Lines from a data collection
□ □ □ □ □ □ □

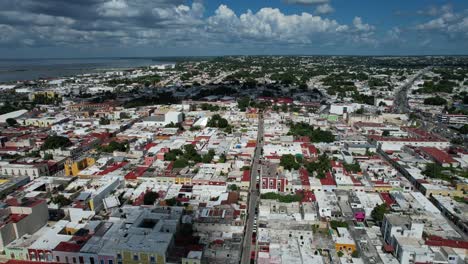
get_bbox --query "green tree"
[42,136,72,150]
[99,117,110,125]
[5,118,18,126]
[173,158,188,169]
[44,153,54,160]
[371,203,389,222]
[460,125,468,135]
[280,154,301,170]
[424,97,447,105]
[143,191,159,205]
[218,153,227,163]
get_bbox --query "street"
[394,67,431,114]
[241,114,263,264]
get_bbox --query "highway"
[393,67,431,114]
[241,114,263,264]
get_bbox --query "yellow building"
[117,250,166,264]
[65,158,96,176]
[29,91,61,100]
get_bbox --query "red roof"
[245,142,257,148]
[242,170,250,182]
[426,236,468,249]
[97,161,128,176]
[54,241,81,252]
[299,168,310,186]
[320,172,336,186]
[420,147,456,164]
[380,193,395,206]
[125,167,148,180]
[302,191,317,202]
[5,259,57,264]
[145,142,157,150]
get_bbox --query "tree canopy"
[42,135,72,150]
[288,122,335,143]
[371,203,389,222]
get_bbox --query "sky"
[0,0,468,58]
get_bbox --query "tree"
[99,141,128,153]
[119,112,130,119]
[458,125,468,135]
[424,97,447,105]
[5,118,18,126]
[218,153,226,163]
[166,197,180,206]
[44,153,54,160]
[172,158,188,169]
[371,203,389,222]
[330,220,348,229]
[280,154,301,170]
[143,191,159,205]
[343,162,361,173]
[202,149,215,163]
[42,136,72,150]
[288,122,335,143]
[99,117,110,125]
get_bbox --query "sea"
[0,58,174,83]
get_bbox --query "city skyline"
[0,0,468,58]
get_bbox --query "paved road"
[241,114,263,264]
[394,67,431,114]
[377,150,468,240]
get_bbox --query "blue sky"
[0,0,468,58]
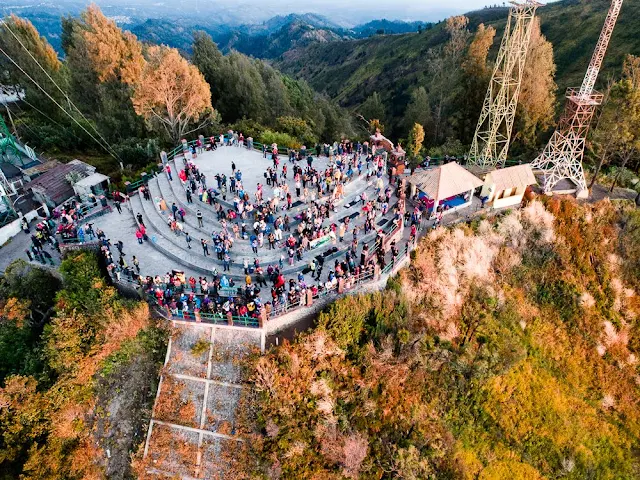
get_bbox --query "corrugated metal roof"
[25,160,95,205]
[408,162,482,200]
[486,163,538,192]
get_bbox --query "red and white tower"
[531,0,623,197]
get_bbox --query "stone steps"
[162,162,388,264]
[165,159,372,226]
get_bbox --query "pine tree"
[514,18,557,149]
[132,46,213,144]
[403,86,433,142]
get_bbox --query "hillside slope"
[276,0,640,129]
[237,197,640,480]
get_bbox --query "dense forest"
[275,0,640,154]
[232,198,640,480]
[0,252,169,480]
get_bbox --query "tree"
[132,46,213,143]
[404,86,433,142]
[0,376,51,466]
[610,78,640,192]
[408,123,424,165]
[456,23,496,143]
[82,4,144,85]
[62,5,147,140]
[515,17,557,149]
[622,55,640,89]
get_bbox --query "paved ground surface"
[144,322,264,479]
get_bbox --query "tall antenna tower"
[469,0,540,170]
[531,0,623,198]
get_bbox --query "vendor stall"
[480,163,537,208]
[73,172,109,201]
[408,162,482,215]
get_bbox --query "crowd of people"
[140,248,375,320]
[11,132,419,326]
[168,137,401,271]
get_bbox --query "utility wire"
[0,42,120,161]
[2,16,122,162]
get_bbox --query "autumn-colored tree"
[62,4,146,141]
[455,23,496,143]
[403,86,433,142]
[82,4,144,85]
[0,14,66,118]
[132,46,213,143]
[514,17,557,149]
[427,15,470,142]
[0,376,51,464]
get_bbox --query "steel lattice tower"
[469,0,540,170]
[531,0,623,197]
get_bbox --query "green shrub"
[260,130,302,148]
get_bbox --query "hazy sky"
[38,0,516,25]
[186,0,510,24]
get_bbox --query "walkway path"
[143,316,265,479]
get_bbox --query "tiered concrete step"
[131,195,241,281]
[160,163,384,264]
[149,174,222,238]
[165,158,373,226]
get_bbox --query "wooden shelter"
[408,162,482,218]
[480,163,538,208]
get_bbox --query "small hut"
[480,163,537,208]
[369,128,393,152]
[389,144,407,175]
[408,162,482,214]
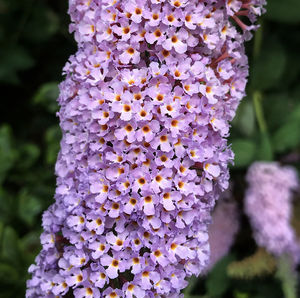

□ □ □ □ □ □ □

# [Directions]
Copy everything from the start of the lines down to and including the line that contains "[237,197,640,480]", leaving out the pictures. Multiply each bounding box coordinate by 2 and round it to a whole number, with halves rounding up.

# [Correct output]
get_bbox --query "green tree"
[84,272,144,300]
[198,234,220,250]
[10,236,36,252]
[346,316,376,338]
[88,306,108,320]
[742,406,778,444]
[920,250,936,270]
[560,308,602,340]
[848,194,894,210]
[286,382,318,410]
[436,306,454,326]
get_bbox --query "street"
[788,134,862,228]
[482,228,526,528]
get_bbox --query "highway"
[786,134,862,228]
[482,228,526,528]
get_bbox --query "yellow building"
[234,500,332,528]
[130,316,192,352]
[58,182,122,200]
get_bbox --query "red roof"
[490,284,514,296]
[484,340,500,364]
[852,472,936,498]
[194,322,256,352]
[108,482,162,504]
[598,336,620,372]
[640,344,672,372]
[840,294,912,328]
[760,386,790,412]
[250,334,296,360]
[604,382,634,404]
[10,518,114,528]
[290,284,314,300]
get_bbox --query "tree canopy"
[84,270,144,300]
[576,244,670,286]
[742,406,778,444]
get_bbox --query "sky"
[0,0,936,116]
get_bbox --query "tree"
[198,282,256,306]
[238,224,260,238]
[916,250,936,270]
[848,194,894,210]
[10,236,36,252]
[436,306,452,326]
[332,394,360,412]
[88,306,108,320]
[344,316,376,338]
[742,406,778,444]
[660,440,696,458]
[560,308,602,340]
[286,382,318,410]
[686,324,722,346]
[404,298,430,326]
[84,272,144,300]
[576,244,670,286]
[198,234,220,250]
get_bbox --query "sea"
[0,116,348,166]
get_bbox --query "city skyline"
[0,0,936,116]
get_bbox --query "paved road"
[482,228,526,528]
[788,134,862,228]
[754,300,936,480]
get_bbox --query "blue sky"
[0,0,936,116]
get_bbox --query "corrugated metal roof"
[50,320,190,410]
[816,324,964,400]
[972,326,1076,384]
get_bbox --query "red and white tower"
[1062,0,1246,394]
get_bbox --query "stone steps"
[324,324,776,528]
[330,318,744,452]
get_bbox --query "pine tree"
[1028,36,1114,298]
[264,92,426,288]
[806,172,866,284]
get_bbox --query "hillside slope"
[552,0,1280,258]
[474,394,1280,960]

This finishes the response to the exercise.